+++ Task input +++

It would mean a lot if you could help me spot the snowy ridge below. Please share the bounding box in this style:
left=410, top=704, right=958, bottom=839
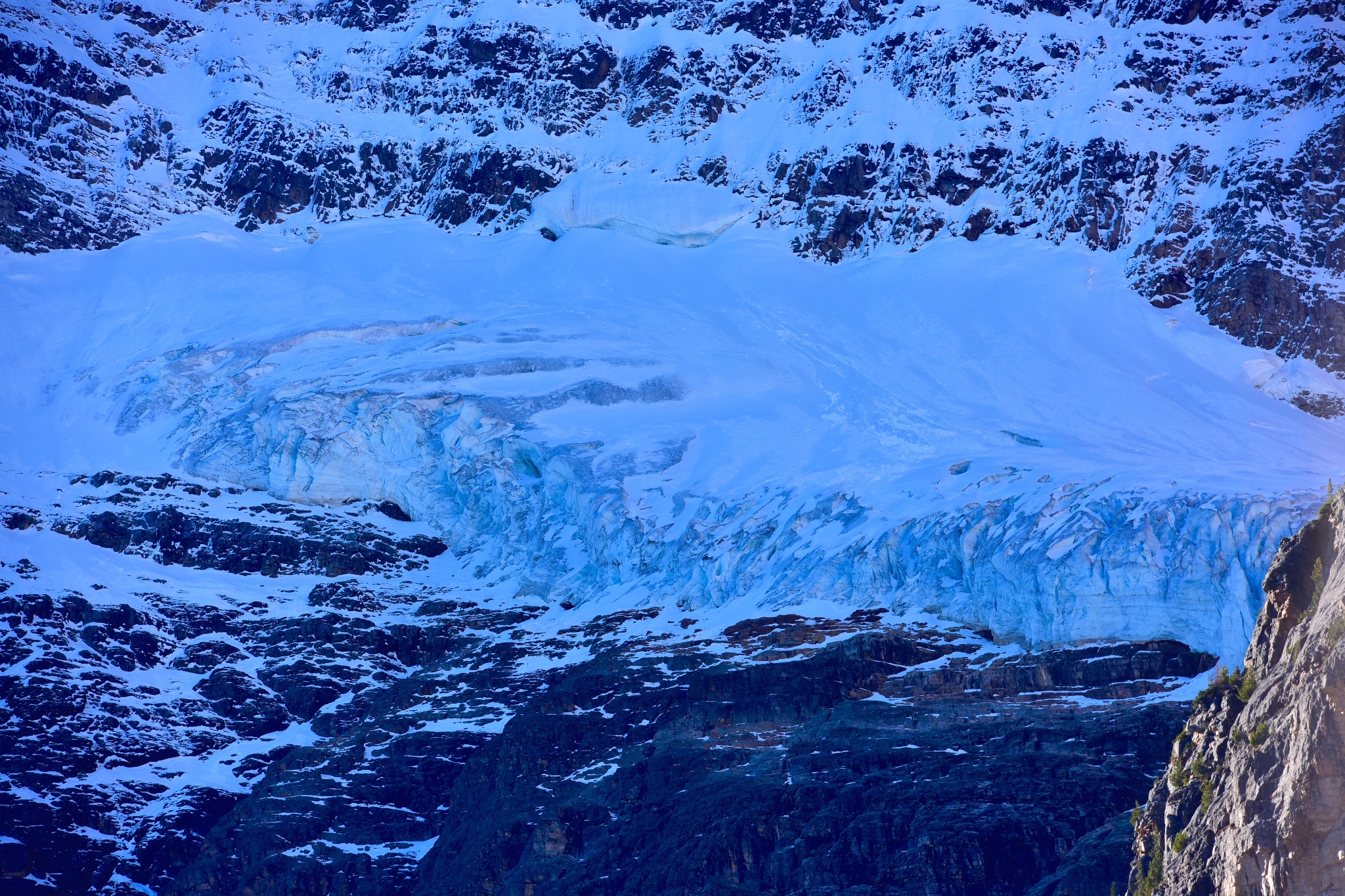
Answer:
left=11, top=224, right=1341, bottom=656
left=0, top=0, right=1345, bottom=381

+++
+++ Task input +++

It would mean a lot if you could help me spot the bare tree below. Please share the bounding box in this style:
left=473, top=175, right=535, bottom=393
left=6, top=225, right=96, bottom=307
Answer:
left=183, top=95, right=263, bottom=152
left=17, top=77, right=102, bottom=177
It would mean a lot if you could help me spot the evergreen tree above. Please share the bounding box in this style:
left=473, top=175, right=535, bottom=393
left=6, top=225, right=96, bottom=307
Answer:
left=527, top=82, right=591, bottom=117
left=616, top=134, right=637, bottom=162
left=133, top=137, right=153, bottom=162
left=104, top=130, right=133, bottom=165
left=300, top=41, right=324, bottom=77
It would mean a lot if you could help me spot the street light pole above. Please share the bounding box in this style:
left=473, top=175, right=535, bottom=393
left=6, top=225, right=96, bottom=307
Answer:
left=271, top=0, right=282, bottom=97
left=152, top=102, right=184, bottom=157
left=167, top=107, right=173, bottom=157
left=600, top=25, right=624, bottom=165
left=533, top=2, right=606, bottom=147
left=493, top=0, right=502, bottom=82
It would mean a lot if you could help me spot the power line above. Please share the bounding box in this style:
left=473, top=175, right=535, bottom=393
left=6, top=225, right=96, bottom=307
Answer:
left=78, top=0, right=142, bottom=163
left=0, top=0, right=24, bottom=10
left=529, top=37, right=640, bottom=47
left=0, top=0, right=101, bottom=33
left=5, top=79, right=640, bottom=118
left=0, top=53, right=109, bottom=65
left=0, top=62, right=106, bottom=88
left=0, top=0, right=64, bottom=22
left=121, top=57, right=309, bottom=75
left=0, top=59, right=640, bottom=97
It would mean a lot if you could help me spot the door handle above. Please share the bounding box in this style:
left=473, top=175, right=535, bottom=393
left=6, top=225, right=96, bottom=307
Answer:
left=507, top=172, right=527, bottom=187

+++
+++ Task input +++

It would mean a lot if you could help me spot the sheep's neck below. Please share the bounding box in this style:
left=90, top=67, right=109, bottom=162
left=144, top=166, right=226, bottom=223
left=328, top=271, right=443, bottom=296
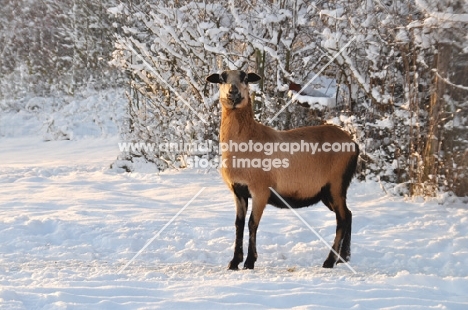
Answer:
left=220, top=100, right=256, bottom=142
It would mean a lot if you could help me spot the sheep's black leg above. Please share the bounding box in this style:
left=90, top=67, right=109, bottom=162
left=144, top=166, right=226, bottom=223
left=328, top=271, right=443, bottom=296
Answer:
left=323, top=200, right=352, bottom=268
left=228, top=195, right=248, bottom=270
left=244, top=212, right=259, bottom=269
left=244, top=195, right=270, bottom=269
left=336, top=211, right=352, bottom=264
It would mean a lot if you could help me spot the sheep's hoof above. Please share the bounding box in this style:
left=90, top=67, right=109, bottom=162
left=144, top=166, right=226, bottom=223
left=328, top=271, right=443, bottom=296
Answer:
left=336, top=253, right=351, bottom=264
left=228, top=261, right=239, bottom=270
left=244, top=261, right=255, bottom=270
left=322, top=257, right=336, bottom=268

+++

__Set problem__.
Starting at the line that has "spot the door" and ending after the line that has "left=507, top=172, right=527, bottom=187", write those lines out again with "door handle" changed to "door knob" and nothing else altered.

__Correct response__.
It would mean a lot if you could help me spot the door knob above. Please share the bounding box in this style:
left=473, top=175, right=535, bottom=393
left=6, top=225, right=96, bottom=307
Answer:
left=507, top=172, right=527, bottom=187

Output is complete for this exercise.